» **Work required**
Copy out the lines below, from the line with "For practice, label the carved" up to and including the last line, shifting every point coordinate by -148 and leaving all other text unchanged.

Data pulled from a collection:
— Start —

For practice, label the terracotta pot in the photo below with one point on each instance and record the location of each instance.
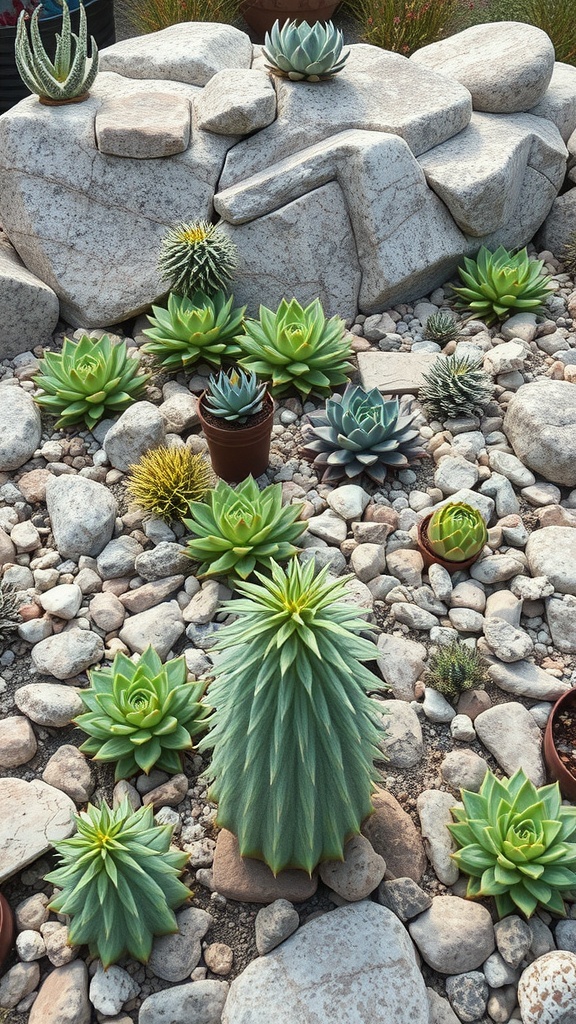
(557, 769)
(428, 555)
(6, 929)
(241, 452)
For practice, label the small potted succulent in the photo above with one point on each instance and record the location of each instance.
(236, 413)
(453, 537)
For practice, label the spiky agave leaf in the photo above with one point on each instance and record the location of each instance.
(199, 328)
(513, 842)
(296, 347)
(87, 379)
(141, 716)
(362, 432)
(197, 257)
(237, 529)
(295, 735)
(304, 52)
(119, 882)
(498, 284)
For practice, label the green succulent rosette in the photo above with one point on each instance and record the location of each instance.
(141, 716)
(517, 844)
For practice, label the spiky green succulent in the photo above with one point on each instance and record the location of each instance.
(71, 74)
(294, 734)
(442, 327)
(455, 385)
(237, 529)
(456, 531)
(197, 257)
(235, 395)
(497, 285)
(88, 378)
(297, 347)
(201, 328)
(518, 844)
(362, 432)
(165, 480)
(141, 716)
(304, 52)
(455, 668)
(120, 882)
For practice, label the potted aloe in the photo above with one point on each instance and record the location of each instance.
(236, 413)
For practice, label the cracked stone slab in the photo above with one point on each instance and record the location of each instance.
(34, 816)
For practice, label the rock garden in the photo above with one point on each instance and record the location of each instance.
(288, 535)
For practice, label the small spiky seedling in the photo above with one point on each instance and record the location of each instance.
(71, 74)
(165, 480)
(455, 385)
(119, 881)
(295, 734)
(455, 668)
(197, 257)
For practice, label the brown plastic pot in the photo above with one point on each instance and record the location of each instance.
(557, 769)
(238, 452)
(6, 929)
(428, 556)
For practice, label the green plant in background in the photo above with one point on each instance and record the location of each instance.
(456, 531)
(294, 735)
(297, 347)
(165, 480)
(235, 395)
(237, 529)
(141, 716)
(496, 285)
(362, 432)
(455, 385)
(202, 328)
(197, 257)
(304, 52)
(71, 74)
(119, 882)
(515, 844)
(442, 328)
(87, 379)
(455, 668)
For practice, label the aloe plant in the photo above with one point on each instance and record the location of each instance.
(141, 716)
(237, 529)
(119, 882)
(294, 734)
(517, 843)
(87, 379)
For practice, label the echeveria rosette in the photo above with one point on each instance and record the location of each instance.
(294, 734)
(120, 882)
(239, 528)
(296, 347)
(88, 378)
(362, 432)
(515, 842)
(141, 716)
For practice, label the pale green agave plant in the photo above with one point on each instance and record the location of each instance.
(237, 529)
(499, 284)
(87, 379)
(517, 844)
(297, 347)
(362, 432)
(119, 881)
(71, 74)
(304, 52)
(200, 328)
(141, 716)
(294, 733)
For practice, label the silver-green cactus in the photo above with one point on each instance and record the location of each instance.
(71, 74)
(304, 52)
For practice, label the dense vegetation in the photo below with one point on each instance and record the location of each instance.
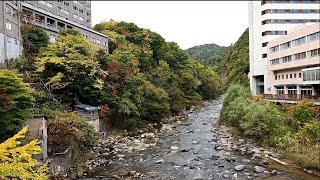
(234, 67)
(142, 79)
(15, 103)
(292, 128)
(210, 54)
(16, 160)
(231, 63)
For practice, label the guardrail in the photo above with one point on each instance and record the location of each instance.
(292, 97)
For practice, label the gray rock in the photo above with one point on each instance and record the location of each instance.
(159, 161)
(259, 169)
(239, 167)
(264, 163)
(266, 173)
(257, 156)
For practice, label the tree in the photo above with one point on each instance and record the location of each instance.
(70, 68)
(34, 38)
(69, 129)
(16, 160)
(15, 103)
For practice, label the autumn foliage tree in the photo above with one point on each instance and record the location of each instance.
(70, 68)
(16, 160)
(15, 103)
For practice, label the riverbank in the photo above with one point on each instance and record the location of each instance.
(192, 146)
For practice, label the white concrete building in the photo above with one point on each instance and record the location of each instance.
(269, 20)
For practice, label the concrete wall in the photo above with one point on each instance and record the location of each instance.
(258, 65)
(288, 73)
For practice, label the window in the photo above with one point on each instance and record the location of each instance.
(280, 90)
(8, 26)
(285, 45)
(274, 49)
(313, 36)
(298, 41)
(9, 39)
(274, 61)
(313, 53)
(49, 5)
(9, 10)
(286, 59)
(60, 9)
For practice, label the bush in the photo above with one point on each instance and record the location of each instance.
(233, 92)
(69, 129)
(262, 121)
(15, 103)
(16, 160)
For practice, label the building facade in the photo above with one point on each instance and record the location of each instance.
(269, 20)
(293, 70)
(50, 15)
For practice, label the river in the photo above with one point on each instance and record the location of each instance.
(191, 151)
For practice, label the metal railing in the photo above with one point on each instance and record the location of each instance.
(292, 97)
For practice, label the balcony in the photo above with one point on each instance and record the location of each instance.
(292, 98)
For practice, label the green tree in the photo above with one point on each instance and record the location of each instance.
(69, 66)
(16, 160)
(34, 38)
(15, 103)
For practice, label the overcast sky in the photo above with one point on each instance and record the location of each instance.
(188, 23)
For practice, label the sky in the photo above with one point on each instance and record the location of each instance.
(188, 23)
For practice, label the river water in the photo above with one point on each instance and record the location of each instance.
(187, 152)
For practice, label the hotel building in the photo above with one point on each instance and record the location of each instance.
(49, 15)
(269, 20)
(293, 70)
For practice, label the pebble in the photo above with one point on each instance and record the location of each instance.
(259, 169)
(239, 167)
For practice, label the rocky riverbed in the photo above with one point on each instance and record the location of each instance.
(191, 146)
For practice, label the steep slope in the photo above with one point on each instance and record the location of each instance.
(210, 54)
(234, 67)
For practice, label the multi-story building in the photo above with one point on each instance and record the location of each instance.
(50, 15)
(293, 70)
(269, 20)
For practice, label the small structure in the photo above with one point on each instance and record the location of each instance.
(38, 130)
(90, 113)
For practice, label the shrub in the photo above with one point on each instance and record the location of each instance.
(233, 92)
(16, 160)
(69, 129)
(262, 121)
(15, 103)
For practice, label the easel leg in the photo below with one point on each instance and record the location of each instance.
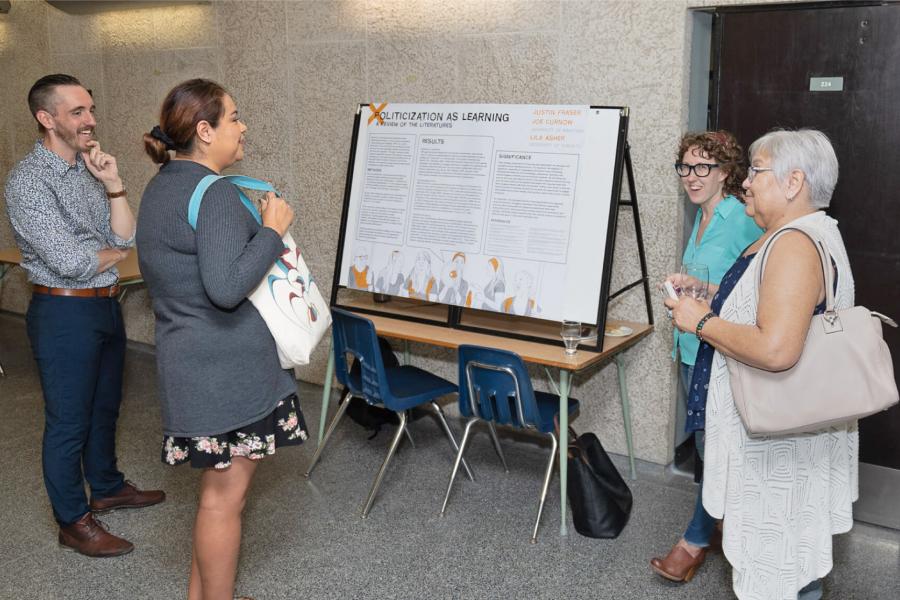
(3, 270)
(326, 393)
(626, 410)
(564, 385)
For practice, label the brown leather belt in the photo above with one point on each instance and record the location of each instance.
(107, 292)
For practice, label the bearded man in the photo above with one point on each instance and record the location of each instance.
(72, 223)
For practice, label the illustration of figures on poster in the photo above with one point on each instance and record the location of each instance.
(474, 281)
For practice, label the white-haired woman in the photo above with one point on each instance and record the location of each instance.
(781, 497)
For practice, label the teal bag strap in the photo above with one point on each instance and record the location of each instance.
(239, 181)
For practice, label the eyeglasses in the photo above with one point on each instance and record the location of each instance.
(752, 171)
(700, 169)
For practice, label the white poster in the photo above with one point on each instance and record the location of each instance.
(496, 207)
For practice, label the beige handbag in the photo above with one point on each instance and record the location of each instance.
(844, 373)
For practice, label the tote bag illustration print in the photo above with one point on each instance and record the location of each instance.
(287, 298)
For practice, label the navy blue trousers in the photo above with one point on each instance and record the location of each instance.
(79, 346)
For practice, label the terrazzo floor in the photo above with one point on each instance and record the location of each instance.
(305, 538)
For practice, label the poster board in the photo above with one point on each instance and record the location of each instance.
(507, 210)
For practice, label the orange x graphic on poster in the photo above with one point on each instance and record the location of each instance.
(376, 113)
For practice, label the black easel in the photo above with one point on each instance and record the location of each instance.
(638, 234)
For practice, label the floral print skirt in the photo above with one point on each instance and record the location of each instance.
(284, 426)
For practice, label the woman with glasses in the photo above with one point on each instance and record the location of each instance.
(710, 165)
(783, 497)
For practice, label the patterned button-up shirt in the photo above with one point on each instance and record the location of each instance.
(60, 217)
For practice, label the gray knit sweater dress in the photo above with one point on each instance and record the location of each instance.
(217, 364)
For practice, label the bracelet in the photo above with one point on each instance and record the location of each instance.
(702, 322)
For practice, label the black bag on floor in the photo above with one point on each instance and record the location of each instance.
(367, 415)
(599, 498)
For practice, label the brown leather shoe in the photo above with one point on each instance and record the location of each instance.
(89, 536)
(128, 497)
(678, 565)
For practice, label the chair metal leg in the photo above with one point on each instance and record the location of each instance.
(497, 447)
(547, 477)
(377, 483)
(462, 449)
(408, 434)
(446, 426)
(342, 407)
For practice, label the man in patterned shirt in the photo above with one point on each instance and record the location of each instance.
(73, 224)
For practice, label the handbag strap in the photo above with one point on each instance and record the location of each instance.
(819, 243)
(240, 181)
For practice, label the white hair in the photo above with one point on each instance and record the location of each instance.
(808, 150)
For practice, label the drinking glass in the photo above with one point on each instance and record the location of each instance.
(571, 335)
(695, 280)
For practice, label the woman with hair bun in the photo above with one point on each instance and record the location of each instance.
(226, 402)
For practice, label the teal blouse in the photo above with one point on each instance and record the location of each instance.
(729, 232)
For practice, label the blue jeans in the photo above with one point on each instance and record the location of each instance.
(700, 528)
(79, 346)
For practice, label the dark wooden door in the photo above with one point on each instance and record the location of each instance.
(764, 59)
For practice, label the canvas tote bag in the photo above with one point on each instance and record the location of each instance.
(287, 298)
(844, 373)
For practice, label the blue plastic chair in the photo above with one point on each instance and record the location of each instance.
(397, 388)
(494, 387)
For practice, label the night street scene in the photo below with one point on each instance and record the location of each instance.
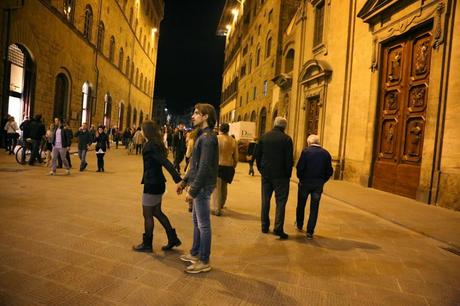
(230, 152)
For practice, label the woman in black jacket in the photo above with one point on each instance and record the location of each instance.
(154, 155)
(102, 144)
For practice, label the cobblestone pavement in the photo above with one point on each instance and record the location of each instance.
(66, 240)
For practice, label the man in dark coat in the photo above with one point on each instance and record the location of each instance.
(179, 146)
(274, 160)
(36, 132)
(314, 169)
(26, 140)
(84, 141)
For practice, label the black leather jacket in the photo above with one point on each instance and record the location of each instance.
(274, 154)
(205, 162)
(154, 160)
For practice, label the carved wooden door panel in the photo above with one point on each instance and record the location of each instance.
(312, 115)
(401, 126)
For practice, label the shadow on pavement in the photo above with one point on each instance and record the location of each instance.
(250, 290)
(336, 243)
(237, 215)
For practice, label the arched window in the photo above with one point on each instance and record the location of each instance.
(253, 116)
(121, 114)
(107, 109)
(268, 47)
(128, 116)
(62, 97)
(120, 59)
(262, 121)
(135, 116)
(69, 10)
(100, 36)
(131, 16)
(127, 66)
(141, 117)
(88, 26)
(289, 61)
(258, 56)
(86, 103)
(112, 49)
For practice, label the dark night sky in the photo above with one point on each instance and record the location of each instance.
(190, 54)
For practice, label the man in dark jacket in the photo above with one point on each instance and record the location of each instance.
(84, 141)
(179, 146)
(61, 144)
(274, 160)
(314, 169)
(26, 140)
(37, 132)
(201, 178)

— End —

» **Problem solution**
For practice, label the carved wooden door panel in the photo above with one point on each instance and record the location of each instance.
(164, -33)
(253, -22)
For practice, label the shadow on pavement in the photo above with one point on each instance and record the location of each instance.
(102, 142)
(188, 95)
(89, 67)
For practice, label the arched window in the photo above with one point on each instance and record the location of each instance.
(105, -32)
(-27, -34)
(-41, -39)
(120, -101)
(-20, -32)
(-86, -51)
(-28, -89)
(114, -27)
(-13, -32)
(-79, -138)
(-48, -112)
(-17, -132)
(-21, -82)
(-7, -31)
(-60, -122)
(141, -87)
(110, -92)
(-62, -45)
(-36, -99)
For practice, label the dark night sky in the photo above with one point on each instance and record the location of each instance.
(42, -94)
For practice, label the man in dark jacket in the photo above with one point on each instance and record the location of each instance.
(-64, -7)
(31, -2)
(-87, -4)
(126, 12)
(166, 21)
(-122, -8)
(-111, -16)
(53, 30)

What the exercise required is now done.